> [Page text]:
In the Calls of Bonobos, Scientists Hear Hints of Language
The New York Times
Hundreds of hours of recordings suggest that the apes can generate meaning by stringing sounds together in pairs. But some scholars are skeptical.
After listening to hundreds of hours of ape calls, a team of scientists say they have detected a hallmark of human language: the ability to put together strings of sounds to create new meanings.
The provocative finding, published Thursday in the journal Science, drew praise from some scholars and skepticism from others.
Federica Amici, a primatologist at the University of Leipzig in Germany, said that the study helped place the roots of language even further back in time, to millions of years before the emergence of our species. “Differences between humans and other primates, including in communication, are far less distinct and well-defined than we have long assumed,” Dr. Amici said.

[Rows with referring expressions for pointing]
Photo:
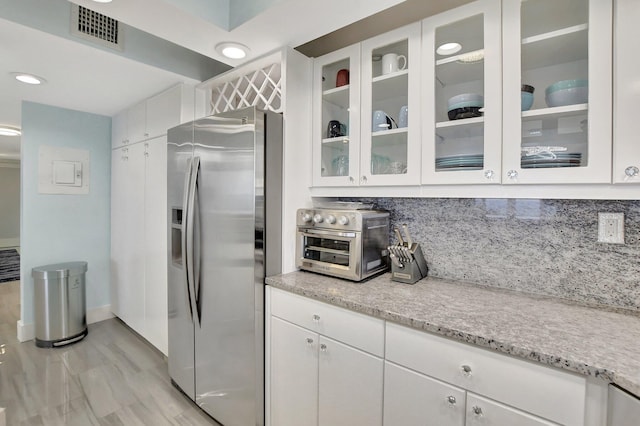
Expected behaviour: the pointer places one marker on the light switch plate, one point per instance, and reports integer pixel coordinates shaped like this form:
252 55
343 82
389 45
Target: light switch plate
611 228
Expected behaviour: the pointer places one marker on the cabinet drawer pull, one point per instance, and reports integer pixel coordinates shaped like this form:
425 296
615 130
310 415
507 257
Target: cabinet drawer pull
466 370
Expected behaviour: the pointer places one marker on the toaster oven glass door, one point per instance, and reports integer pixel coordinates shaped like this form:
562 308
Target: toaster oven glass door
330 248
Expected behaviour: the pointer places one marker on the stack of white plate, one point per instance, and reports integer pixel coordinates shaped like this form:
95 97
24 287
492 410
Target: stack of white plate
460 162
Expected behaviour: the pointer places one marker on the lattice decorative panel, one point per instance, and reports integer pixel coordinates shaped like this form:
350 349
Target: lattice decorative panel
261 88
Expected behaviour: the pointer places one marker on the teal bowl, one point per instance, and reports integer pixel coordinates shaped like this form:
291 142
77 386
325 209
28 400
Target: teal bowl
526 101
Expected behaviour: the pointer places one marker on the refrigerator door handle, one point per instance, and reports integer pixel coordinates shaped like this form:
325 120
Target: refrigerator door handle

> [Problems to work on]:
1. List every publication, institution and country named in the bonobo calls article.
2. Answer these questions from the bonobo calls article:
(a) In which journal was the finding published?
(b) What is Federica Amici's profession?
(c) How many hours of recordings did the team listen to?
3. Carry on the article about bonobo calls from its last sentence.

> [Answers to the exercises]:
1.
The New York Times
Science
University of Leipzig
Germany

2.
(a) Science
(b) She is a primatologist.
(c) Hundreds of hours

3.
But other researchers said that the study, which had been conducted on bonobos, close relatives of chimpanzees, had little to reveal about how we use words. “The present findings don’t tell us anything about the evolution of language,” said Johan Bolhuis, a neurobiologist at Utrecht University in the Netherlands.
Many species can communicate with sounds. But when an animal makes a sound, it typically means just one thing. Monkeys, for instance, can make one warning call in reference to a leopard and a different one for an incoming eagle flying.
In contrast, we humans can string words together in ways that combine their individual meanings into something new. Suppose I say, “I am a bad dancer.” When I combine the words “bad” and “dancer,” I no longer mean them independently; I’m not saying, “I am a bad person who also happens to dance.” Instead, I mean that I don’t dance well.